● Task brief
Copy every line of the records below without changing a single character.
***** Records *****
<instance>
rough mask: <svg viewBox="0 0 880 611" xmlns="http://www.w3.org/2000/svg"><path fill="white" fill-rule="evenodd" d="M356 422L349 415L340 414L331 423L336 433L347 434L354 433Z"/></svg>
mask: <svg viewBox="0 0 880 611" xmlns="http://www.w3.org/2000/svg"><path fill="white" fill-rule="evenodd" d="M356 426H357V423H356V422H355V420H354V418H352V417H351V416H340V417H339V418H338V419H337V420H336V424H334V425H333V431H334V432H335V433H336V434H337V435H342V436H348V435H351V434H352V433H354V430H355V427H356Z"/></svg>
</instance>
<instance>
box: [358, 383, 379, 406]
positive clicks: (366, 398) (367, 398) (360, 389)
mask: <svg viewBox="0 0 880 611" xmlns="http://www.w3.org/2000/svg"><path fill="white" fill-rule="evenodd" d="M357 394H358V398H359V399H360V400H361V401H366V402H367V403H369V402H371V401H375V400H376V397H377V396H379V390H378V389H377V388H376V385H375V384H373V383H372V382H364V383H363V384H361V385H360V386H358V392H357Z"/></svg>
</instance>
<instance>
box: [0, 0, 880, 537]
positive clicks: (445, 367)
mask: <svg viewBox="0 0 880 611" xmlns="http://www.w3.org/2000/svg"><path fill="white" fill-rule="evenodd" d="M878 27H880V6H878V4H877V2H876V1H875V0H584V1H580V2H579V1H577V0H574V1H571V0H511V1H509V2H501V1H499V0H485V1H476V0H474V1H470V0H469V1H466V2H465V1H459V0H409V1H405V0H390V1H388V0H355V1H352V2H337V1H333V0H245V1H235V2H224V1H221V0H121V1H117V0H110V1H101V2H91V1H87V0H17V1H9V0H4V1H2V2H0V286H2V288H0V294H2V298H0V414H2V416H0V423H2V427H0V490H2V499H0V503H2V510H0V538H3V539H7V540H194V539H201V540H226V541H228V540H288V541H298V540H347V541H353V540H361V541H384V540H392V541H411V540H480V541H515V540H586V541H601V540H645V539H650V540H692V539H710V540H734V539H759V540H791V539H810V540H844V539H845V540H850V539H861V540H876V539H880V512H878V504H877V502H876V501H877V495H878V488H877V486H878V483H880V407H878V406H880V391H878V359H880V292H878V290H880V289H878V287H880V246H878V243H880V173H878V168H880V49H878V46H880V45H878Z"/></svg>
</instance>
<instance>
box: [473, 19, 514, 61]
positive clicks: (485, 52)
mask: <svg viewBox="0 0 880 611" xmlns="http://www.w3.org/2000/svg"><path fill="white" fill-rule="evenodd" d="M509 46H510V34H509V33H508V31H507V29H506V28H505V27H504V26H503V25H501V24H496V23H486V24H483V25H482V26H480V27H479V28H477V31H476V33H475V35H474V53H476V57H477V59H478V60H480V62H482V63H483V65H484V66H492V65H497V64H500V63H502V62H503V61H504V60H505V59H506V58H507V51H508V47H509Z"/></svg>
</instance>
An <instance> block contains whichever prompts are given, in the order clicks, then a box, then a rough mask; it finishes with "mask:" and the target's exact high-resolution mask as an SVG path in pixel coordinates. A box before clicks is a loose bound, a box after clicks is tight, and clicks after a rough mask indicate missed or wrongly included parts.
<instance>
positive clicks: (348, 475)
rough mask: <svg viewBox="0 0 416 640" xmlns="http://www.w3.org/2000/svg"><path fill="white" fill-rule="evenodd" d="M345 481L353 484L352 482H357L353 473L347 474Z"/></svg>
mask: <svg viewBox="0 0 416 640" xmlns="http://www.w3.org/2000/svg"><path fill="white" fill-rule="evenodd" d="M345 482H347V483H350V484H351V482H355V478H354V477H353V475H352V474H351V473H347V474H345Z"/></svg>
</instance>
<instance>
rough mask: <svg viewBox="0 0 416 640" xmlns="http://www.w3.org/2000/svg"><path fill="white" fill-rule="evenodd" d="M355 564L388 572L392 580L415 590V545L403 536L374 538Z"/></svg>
*****
● Response to the exercise
<instance>
rough mask: <svg viewBox="0 0 880 611" xmlns="http://www.w3.org/2000/svg"><path fill="white" fill-rule="evenodd" d="M356 422L349 415L340 414L331 423L336 433L347 434L354 433Z"/></svg>
mask: <svg viewBox="0 0 880 611" xmlns="http://www.w3.org/2000/svg"><path fill="white" fill-rule="evenodd" d="M356 426H357V423H356V422H355V420H354V418H352V417H351V416H340V417H339V418H338V419H337V420H336V424H334V425H333V431H334V432H335V433H336V434H337V435H342V436H348V435H351V434H352V433H354V430H355V427H356Z"/></svg>
</instance>
<instance>
box: [358, 383, 379, 406]
positive clicks: (366, 398) (367, 398) (360, 389)
mask: <svg viewBox="0 0 880 611" xmlns="http://www.w3.org/2000/svg"><path fill="white" fill-rule="evenodd" d="M357 394H358V398H359V399H360V400H361V401H366V402H367V403H369V402H371V401H375V400H376V397H377V396H379V390H378V389H377V388H376V385H375V384H373V383H372V382H364V383H363V384H361V385H360V386H358V392H357Z"/></svg>
</instance>
<instance>
box: [0, 0, 880, 537]
positive clicks: (445, 367)
mask: <svg viewBox="0 0 880 611" xmlns="http://www.w3.org/2000/svg"><path fill="white" fill-rule="evenodd" d="M878 27H880V6H878V4H877V2H876V1H875V0H584V1H580V2H579V1H577V0H574V1H571V0H511V1H509V2H501V1H499V0H485V1H476V0H474V1H470V0H469V1H466V2H465V1H459V0H409V1H405V0H390V1H388V0H355V1H352V2H337V1H333V0H245V1H235V2H224V1H221V0H121V1H117V0H110V1H101V2H91V1H87V0H17V1H9V0H4V1H2V2H0V286H2V288H0V294H2V298H0V414H2V416H0V423H2V427H0V490H2V499H0V503H2V510H0V538H3V539H7V540H194V539H201V540H226V541H228V540H288V541H298V540H347V541H353V540H361V541H384V540H392V541H411V540H480V541H515V540H586V541H601V540H645V539H650V540H692V539H710V540H734V539H759V540H791V539H810V540H844V539H845V540H850V539H861V540H876V539H880V512H878V504H877V502H876V501H877V495H878V488H877V486H878V483H880V407H878V406H880V391H878V359H880V292H878V290H880V289H878V287H880V246H878V243H880V173H878V168H880V49H878V46H880V45H878Z"/></svg>
</instance>
<instance>
box: [473, 19, 514, 61]
positive clicks: (485, 52)
mask: <svg viewBox="0 0 880 611" xmlns="http://www.w3.org/2000/svg"><path fill="white" fill-rule="evenodd" d="M509 46H510V34H509V33H508V31H507V29H506V28H505V27H504V26H503V25H501V24H496V23H486V24H483V25H482V26H480V27H479V28H477V31H476V33H475V35H474V53H476V57H477V59H478V60H480V62H482V63H483V65H484V66H492V65H497V64H500V63H502V62H503V61H504V60H505V59H506V58H507V51H508V47H509Z"/></svg>
</instance>
An <instance> block contains whichever prompts are given, in the order clicks, then a box, then a rough mask; it finishes with "mask:" and the target's exact high-resolution mask as an SVG path in pixel coordinates. A box before clicks is a loose bound, a box after clicks is tight, and clicks after a rough mask indicate missed or wrongly included parts.
<instance>
positive clicks: (348, 475)
rough mask: <svg viewBox="0 0 416 640" xmlns="http://www.w3.org/2000/svg"><path fill="white" fill-rule="evenodd" d="M345 481L353 484L352 482H357L353 473L347 474Z"/></svg>
mask: <svg viewBox="0 0 416 640" xmlns="http://www.w3.org/2000/svg"><path fill="white" fill-rule="evenodd" d="M345 482H347V483H350V484H351V482H355V478H354V477H353V475H352V474H351V473H347V474H345Z"/></svg>
</instance>
<instance>
rough mask: <svg viewBox="0 0 416 640" xmlns="http://www.w3.org/2000/svg"><path fill="white" fill-rule="evenodd" d="M355 564L388 572L392 580L415 590V545L403 536L374 538Z"/></svg>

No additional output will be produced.